What to do: Among the records below, find the line that has "Target: truck headlight"; from there, give the lines again exactly, and stop after the line that has "Target: white picket fence".

┌──

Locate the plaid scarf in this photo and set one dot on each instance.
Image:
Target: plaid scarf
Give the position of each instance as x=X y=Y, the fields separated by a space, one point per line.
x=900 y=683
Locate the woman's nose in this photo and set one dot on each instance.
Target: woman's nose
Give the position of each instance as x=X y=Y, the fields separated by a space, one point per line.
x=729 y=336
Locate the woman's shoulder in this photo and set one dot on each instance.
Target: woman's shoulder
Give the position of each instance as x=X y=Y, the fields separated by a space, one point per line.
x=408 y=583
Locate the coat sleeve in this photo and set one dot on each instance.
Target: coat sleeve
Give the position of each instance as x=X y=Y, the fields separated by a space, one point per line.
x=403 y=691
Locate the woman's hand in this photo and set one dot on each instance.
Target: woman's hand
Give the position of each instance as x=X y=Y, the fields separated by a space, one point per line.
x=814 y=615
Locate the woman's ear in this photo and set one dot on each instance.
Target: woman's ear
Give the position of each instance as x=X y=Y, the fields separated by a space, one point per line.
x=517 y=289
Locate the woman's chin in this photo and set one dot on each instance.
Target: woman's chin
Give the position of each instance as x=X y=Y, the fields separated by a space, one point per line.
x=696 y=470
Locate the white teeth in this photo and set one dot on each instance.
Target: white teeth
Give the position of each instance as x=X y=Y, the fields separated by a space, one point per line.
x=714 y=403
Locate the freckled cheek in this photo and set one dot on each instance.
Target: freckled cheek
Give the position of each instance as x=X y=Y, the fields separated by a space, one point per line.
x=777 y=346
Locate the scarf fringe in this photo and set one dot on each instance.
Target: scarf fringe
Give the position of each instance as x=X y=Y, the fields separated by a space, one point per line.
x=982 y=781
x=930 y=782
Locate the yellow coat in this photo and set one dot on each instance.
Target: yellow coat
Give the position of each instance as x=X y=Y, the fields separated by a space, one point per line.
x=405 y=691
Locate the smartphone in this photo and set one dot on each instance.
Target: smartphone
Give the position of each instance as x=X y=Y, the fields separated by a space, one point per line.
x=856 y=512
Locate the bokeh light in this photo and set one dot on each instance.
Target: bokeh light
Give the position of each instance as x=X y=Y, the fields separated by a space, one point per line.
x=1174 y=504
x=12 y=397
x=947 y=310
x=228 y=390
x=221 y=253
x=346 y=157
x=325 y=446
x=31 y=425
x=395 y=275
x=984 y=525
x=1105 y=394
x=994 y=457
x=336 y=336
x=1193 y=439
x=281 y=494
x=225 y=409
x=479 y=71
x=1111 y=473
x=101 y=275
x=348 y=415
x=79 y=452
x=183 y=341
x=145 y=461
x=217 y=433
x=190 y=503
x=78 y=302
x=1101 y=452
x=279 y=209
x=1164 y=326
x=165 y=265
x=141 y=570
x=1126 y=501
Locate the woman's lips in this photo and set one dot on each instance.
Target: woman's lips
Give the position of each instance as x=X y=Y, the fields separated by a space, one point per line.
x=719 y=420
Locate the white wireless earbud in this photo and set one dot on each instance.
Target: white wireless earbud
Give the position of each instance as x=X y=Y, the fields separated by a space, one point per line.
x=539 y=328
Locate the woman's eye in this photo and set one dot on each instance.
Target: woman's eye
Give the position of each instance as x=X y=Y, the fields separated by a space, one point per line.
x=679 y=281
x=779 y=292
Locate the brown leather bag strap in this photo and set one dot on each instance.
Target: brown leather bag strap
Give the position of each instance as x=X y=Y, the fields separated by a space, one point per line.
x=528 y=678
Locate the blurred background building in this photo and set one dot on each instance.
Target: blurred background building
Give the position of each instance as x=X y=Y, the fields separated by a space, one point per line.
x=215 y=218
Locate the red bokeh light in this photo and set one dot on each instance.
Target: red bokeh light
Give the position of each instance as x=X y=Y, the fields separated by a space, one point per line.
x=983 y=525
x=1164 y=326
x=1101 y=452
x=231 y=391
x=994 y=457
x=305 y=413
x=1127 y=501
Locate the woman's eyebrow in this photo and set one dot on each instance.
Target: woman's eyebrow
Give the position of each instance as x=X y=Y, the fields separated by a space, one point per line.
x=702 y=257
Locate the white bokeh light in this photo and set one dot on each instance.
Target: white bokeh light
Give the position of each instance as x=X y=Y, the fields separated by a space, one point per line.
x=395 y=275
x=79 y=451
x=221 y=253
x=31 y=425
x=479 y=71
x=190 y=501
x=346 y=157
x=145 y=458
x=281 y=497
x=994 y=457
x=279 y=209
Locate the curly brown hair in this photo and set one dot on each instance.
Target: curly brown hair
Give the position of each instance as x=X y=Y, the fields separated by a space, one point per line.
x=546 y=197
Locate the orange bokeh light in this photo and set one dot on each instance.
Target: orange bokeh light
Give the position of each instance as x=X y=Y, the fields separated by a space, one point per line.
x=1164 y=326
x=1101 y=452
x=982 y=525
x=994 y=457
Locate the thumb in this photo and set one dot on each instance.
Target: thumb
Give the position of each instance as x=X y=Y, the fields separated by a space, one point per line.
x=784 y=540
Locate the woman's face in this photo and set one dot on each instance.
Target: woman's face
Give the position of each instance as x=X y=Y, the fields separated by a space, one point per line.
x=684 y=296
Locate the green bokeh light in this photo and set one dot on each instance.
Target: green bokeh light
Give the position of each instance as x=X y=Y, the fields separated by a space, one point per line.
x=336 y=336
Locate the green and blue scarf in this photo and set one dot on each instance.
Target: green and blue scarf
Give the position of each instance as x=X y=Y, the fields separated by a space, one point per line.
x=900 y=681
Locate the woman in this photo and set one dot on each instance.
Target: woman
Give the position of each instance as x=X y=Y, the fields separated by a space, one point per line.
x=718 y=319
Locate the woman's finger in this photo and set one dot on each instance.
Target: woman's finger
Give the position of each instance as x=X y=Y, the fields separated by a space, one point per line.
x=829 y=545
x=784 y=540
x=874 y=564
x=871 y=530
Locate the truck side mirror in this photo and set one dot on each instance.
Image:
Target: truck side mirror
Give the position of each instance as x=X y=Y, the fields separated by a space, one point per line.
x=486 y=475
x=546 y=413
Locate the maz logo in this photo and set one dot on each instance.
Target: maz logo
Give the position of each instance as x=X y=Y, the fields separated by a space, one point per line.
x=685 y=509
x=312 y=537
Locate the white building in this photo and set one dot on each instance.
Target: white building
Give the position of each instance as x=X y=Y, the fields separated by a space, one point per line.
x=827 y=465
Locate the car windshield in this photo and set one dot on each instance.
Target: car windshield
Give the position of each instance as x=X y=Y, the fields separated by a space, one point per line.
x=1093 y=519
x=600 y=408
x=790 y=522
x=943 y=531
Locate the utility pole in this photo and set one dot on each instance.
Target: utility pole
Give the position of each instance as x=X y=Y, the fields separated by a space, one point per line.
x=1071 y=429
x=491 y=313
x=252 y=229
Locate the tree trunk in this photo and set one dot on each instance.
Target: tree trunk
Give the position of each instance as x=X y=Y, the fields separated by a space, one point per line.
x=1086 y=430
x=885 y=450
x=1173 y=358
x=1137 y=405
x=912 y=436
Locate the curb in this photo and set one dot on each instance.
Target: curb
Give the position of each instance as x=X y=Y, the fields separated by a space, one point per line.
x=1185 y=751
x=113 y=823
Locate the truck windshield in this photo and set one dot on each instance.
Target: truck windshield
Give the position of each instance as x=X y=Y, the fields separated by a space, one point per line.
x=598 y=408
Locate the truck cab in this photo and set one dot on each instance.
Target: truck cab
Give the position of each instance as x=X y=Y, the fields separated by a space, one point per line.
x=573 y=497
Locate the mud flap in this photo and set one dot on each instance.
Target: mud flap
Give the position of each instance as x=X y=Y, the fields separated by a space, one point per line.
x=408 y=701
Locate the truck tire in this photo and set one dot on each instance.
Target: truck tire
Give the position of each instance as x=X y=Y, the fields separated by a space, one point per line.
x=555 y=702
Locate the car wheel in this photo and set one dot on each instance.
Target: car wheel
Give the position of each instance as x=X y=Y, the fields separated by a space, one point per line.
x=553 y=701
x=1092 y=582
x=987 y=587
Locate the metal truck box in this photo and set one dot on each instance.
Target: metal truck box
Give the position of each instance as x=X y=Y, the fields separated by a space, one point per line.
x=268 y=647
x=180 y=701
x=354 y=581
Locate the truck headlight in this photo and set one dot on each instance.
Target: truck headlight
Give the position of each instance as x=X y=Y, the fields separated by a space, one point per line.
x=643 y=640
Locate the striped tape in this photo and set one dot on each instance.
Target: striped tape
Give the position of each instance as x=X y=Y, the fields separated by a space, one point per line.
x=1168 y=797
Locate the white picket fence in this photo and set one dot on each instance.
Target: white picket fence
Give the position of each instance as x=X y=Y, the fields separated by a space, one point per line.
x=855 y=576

└──

Result for this exercise:
Target: truck headlight
Give the position of each instance as x=X y=Y, the fields separated by a space, one point per line.
x=643 y=640
Locate the striped tape in this photo and set one dot on each instance.
Target: striped tape
Give the position of each instance as x=X y=Y, the fields separated by a space, one point per line.
x=1168 y=797
Locate the white picket fence in this photo and set one dot on each instance.
Target: white picket fence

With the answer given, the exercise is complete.